Any suggestions? I'm hoping there is an "official" upgrade rather than me just setting it to 5 degrees lower arbitrarily.

----------

## MaximeG

Hi,

I've already read threads dealing about this topic, they were advising to manually add a "-5" to the calculation.

I don't know the details, but I think these temps are estimated and arbitrary sent by motherboards. They can't really fix it, since every motherboard will behave differently; that's why they (lm_sensors team) propose a way of modifying the temperature using a formula in the config file.

Regards,

Maxime

----------

## djinnZ

There are two problems in the sensors: the first than I read in yours logs is the "sensor invalid" message. Try to change the sensor type with the "set sensor" (manually set to 1-2-3) line, the second problems is with the scale and the start/end temperature, as MaximeG think are arbitrary establishied for every MB (and crappy documented by the producers, or totally undocumented also).

No other solution than try or ask direcly to the lm_sensors devels. The tuning of the lm sensors need to write a your own config file.

----------

## nixscripter

Thanks guys.

1. I set the sensors to 2 (thermistor), and while the temperature displayed is the same, it still says "invalid" for the sensor type.

2. I subtracted 5 from the bottom and added 5 to the top. Now it reads correctly, despite the ranges being the rather bizarre -22C to +169C. The motherboard's ranges, remember, are -1C to +127C, and it also reads accurately.

I guess if that's it, that's it.

----------
──────────
DIRECTION: In the forum thread on motherboard temperature readings, what number did nixscripter set the sensors to, and what type does that number stand for?
──────────
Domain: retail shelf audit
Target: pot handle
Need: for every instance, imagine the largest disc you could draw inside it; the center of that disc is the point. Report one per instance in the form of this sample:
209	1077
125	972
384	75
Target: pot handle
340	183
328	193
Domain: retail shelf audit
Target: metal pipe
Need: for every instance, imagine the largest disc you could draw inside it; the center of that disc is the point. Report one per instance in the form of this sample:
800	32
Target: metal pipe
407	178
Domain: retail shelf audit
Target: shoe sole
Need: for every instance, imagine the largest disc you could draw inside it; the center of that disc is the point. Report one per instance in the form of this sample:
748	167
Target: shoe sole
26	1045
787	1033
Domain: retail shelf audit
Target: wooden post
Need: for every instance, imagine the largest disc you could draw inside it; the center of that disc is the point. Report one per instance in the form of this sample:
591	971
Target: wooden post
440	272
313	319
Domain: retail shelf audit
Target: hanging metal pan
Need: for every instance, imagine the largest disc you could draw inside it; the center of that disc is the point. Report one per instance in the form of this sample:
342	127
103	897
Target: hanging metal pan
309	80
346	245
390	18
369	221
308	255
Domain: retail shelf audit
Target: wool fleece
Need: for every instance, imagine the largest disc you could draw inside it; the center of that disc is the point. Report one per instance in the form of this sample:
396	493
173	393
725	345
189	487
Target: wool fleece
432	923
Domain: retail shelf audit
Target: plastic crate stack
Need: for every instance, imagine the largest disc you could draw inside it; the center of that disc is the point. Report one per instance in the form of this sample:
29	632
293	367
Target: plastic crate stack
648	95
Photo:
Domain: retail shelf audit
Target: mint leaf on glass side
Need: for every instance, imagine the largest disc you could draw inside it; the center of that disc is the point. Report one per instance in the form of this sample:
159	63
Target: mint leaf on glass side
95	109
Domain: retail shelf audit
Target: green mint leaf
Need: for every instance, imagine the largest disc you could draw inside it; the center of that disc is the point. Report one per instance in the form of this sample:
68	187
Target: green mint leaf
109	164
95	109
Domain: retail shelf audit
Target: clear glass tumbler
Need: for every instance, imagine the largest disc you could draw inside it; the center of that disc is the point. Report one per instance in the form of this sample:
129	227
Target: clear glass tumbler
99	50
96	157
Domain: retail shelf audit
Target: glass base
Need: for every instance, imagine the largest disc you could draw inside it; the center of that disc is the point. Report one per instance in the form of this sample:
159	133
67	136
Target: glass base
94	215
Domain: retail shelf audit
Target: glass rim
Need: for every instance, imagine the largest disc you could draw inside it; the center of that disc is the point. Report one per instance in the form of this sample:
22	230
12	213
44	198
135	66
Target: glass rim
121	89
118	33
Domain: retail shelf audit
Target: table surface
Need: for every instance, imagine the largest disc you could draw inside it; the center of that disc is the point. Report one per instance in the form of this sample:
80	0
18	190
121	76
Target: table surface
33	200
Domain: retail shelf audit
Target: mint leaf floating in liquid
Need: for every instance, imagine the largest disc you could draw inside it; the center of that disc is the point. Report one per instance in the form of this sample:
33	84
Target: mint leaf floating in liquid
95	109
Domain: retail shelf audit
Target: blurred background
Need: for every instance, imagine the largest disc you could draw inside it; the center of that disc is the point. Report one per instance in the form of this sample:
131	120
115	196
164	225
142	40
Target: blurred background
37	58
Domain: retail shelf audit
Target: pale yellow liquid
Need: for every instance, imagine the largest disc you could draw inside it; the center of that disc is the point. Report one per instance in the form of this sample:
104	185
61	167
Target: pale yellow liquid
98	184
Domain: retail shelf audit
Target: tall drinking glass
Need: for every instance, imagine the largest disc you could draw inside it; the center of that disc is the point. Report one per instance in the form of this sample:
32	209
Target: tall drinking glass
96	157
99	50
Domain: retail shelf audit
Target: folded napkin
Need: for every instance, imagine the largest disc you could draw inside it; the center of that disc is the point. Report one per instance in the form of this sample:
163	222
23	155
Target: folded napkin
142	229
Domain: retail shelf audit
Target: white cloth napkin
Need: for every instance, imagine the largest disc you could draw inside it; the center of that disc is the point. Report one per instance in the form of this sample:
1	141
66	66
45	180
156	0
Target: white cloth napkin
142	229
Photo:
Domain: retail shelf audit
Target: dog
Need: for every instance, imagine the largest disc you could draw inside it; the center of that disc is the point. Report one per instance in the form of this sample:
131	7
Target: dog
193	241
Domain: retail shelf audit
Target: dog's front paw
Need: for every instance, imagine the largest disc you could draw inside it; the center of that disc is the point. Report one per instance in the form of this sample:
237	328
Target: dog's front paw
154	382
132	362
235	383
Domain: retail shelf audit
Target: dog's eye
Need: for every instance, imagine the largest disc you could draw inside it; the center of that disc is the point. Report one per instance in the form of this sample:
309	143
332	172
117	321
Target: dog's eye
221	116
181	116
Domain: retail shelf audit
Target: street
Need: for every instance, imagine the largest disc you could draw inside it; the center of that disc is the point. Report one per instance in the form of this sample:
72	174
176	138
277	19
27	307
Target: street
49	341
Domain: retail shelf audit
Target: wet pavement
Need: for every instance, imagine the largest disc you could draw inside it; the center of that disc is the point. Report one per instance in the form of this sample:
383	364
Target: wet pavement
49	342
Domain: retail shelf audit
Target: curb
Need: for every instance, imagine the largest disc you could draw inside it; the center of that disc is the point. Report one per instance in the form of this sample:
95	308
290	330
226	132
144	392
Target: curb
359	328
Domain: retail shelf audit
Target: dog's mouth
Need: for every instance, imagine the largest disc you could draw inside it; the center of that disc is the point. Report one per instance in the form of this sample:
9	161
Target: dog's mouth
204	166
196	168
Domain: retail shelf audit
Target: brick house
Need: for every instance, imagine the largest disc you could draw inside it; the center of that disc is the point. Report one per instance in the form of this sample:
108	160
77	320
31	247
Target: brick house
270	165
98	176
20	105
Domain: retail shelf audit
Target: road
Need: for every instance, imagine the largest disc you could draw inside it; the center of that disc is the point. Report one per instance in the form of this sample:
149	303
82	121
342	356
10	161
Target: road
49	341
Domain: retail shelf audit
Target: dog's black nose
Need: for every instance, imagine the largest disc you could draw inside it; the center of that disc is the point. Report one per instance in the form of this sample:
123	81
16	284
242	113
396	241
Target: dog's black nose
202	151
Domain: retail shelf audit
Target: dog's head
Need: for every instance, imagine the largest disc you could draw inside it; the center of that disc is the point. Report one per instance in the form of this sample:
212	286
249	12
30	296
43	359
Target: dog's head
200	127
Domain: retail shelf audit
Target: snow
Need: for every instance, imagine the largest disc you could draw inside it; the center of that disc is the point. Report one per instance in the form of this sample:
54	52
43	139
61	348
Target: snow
──────────
THE COMPLETED TASK: The sensors were set to 2, which stands for thermistor.